Document ::
Carter: Unfortunately, after Sept., there was an outburst in America of intense suffering and patriotism, and the Bush administration was very shrewd and effective in painting anyone who disagreed with the policies as unpatriotic or even traitorous. For three years, I'd say, the major news media in our country were complicit in this subservience to the Bush administration out of fear that they would be accused of being disloyal. I think in the last six months or so some of the media have now begun to be critical. But it's a long time coming.

I'm not a Christian fundamentalist, but it disgusts me that Carter talks as if Christian fundamentalism and the Bush administration are the root of the evil in the world.

If Carter wants to cast stones, which he obviously loves to do, how about throwing some at Islamic fundamentalists along with the Christian fundamentalists?


Carter, like other extremists on the far Left fringe, such as Madeleine Albright, doesn't criticize the Islamic fanaticism that directed planes into the World Trade Center. No. Instead, he attacks Christians.

SPIEGEL: Take your fellow Democrat Senator Hillary Clinton. These days she is demanding the resignation of Defense Secretary Donald Rumsfeld. But she, like many others, allowed President Bush to invade Iraq under a false pretext.

Carter: That's correct.

SPIEGEL: Was the whole country in danger of losing its core values?

Carter: For a while, yes. As you possibly know, historically, our country has had the capability of self-correcting our own mistakes. This applied to slavery in 1865, it applied to legal racial segregation a hundred years later or so. It applied to the Joe McCarthy era when anti-communism was in a fearsome phase in the country like terrorism now. So we have an ability to correct ourselves and I believe that nowadays there is a self-correction taking place. In my opinion the election results in Connecticut (Eds: The primary loss of war supporter Senator Joseph Lieberman) were an indication that Americans realized very clearly that we made a mistake in going into Iraq and staying there too long.

Carter has really gone off the deep end.

Does he sound like a former President of the United States?

He sounds like a loony Lefty. Carter thinks that the country is swinging wildly to the Left -- WRONG!


I think it's funny that he talks about our country having the ability to correct our own mistakes. That's true.

Case in point -- RONALD REAGAN.

Yes, that was a wonderful correction.

I think Carter can't cope with that reality, so he lashes out and finds solace in anyone willing to lend a sympathetic liberal ear.
Carter and the Spiegel interviewer are obviously kindred spirits.


SPIEGEL: Now even President Bush appears to have learned something from the catastrophe in Iraq. During his second term he has taken a more multilateral approach and has seemed to return to international cooperation.

Carter: I think the administration learned a lesson, but I don't see any indication that the administration would ever admit that it did make a mistake and needed to learn a lesson. I haven't seen much indication, by the way, of your premise that this administration is now reconciling itself to other countries. I think that at this moment the United States and Israel probably stand more alone than our country has in generations.

What has made Carter such a bitter man?

Items ::
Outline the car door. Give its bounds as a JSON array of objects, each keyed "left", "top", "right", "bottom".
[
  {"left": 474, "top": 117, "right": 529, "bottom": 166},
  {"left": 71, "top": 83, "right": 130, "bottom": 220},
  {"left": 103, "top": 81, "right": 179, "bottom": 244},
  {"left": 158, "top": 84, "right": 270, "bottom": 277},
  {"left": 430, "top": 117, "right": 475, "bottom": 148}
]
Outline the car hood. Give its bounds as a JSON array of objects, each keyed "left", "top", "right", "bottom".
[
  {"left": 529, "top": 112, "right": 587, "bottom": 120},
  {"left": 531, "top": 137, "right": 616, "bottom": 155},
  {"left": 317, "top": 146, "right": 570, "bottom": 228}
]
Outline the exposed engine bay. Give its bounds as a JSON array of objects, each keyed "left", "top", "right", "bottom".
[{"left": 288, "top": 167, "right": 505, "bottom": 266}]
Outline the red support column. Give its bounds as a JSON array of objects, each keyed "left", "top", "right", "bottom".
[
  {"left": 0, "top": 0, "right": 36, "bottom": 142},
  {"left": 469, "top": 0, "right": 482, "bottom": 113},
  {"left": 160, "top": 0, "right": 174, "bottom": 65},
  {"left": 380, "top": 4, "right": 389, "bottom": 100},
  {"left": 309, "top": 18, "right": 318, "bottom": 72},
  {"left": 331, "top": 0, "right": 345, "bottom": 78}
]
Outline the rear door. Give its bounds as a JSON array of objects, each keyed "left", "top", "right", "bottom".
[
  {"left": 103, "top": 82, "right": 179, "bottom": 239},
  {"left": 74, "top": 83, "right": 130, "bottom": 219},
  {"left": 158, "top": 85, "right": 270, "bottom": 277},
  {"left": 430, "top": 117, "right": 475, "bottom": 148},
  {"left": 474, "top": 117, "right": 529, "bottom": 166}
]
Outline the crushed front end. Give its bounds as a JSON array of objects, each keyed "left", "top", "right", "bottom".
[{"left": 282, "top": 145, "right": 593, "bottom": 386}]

Exercise :: Extend the commentary on Carter's interview with Spiegel, picking up after its final line.

Exercise output ::
I suppose his bitterness is grounded in the fact that he was the worst U.S. president in the 20th century.

Many people were disturbed by what Natalie Maines said about President Bush when she was on foreign soil. That was nothing compared to how Carter conducts himself when he is overseas.

SPIEGEL: You've been called the moral conscience of your country. How do you look at it yourself? Are you an outsider in American politics these days or do you represent a political demographic that could maybe elect the next US president?

Carter: I think I represent the vast majority of Democrats in this country. I think there is a substantial portion of American people that completely agree with me. I can't say a majority because we have fragmented portions in our country and divisions concerning gun control and the death penalty and abortion and gay marriage.

Who has called Carter the "moral conscience" of the U.S.?

If he is, God help us.


What sort of "moral conscience" is blind to the immorality of a band of terrorists using schools, private homes, and mosques as bases to conduct its military operations -- operations that INTENTIONALLY target innocent Israeli civilians?

SPIEGEL: As president, your performance was often criticized. But the work you did after leaving office to promote human rights has been widely praised. Has life been unfair to you?

Carter: I've been lucky in my life. Everything that I've done has brought great pleasure and gratification to me and my wife. I had four years in the White House -- it was not a failure. For someone to serve as president of the United States you can't say it is a political failure.

WRONG!

Carter was a complete failure in the White House. And now he's an embarrassment out of office.


SPIEGEL: Does America need a regime change?

Carter: As I've said before, there is a self-corrective aspect to our country. And I think that the first step is going to be in the November election this year. This year, the Democrats have good chance of capturing one of the houses of Congress. I think the Senate is going to be a very close decision. My oldest son is running for the US Senate in the state of Nevada. And if just he and a few others can be successful then you have the US Senate in Democratic hands and that will make a profound and immediate difference.

I don't think it's out of line to consider this interview a shocking display of bad judgment on Carter's part.

He grants moral equivalence to Israel's right to defend itself and the actions of ruthless terrorists.

I once thought Carter was a good man.

I don't think he is. I think he has conducted himself in a manner that disgraces the office of the presidency.

It's wrong for Carter to be on a book tour that bashes President Bush.

I sincerely believe that he has abused his position as a former president.

Moreover, I believe that Carter has done what seemed unfathomable.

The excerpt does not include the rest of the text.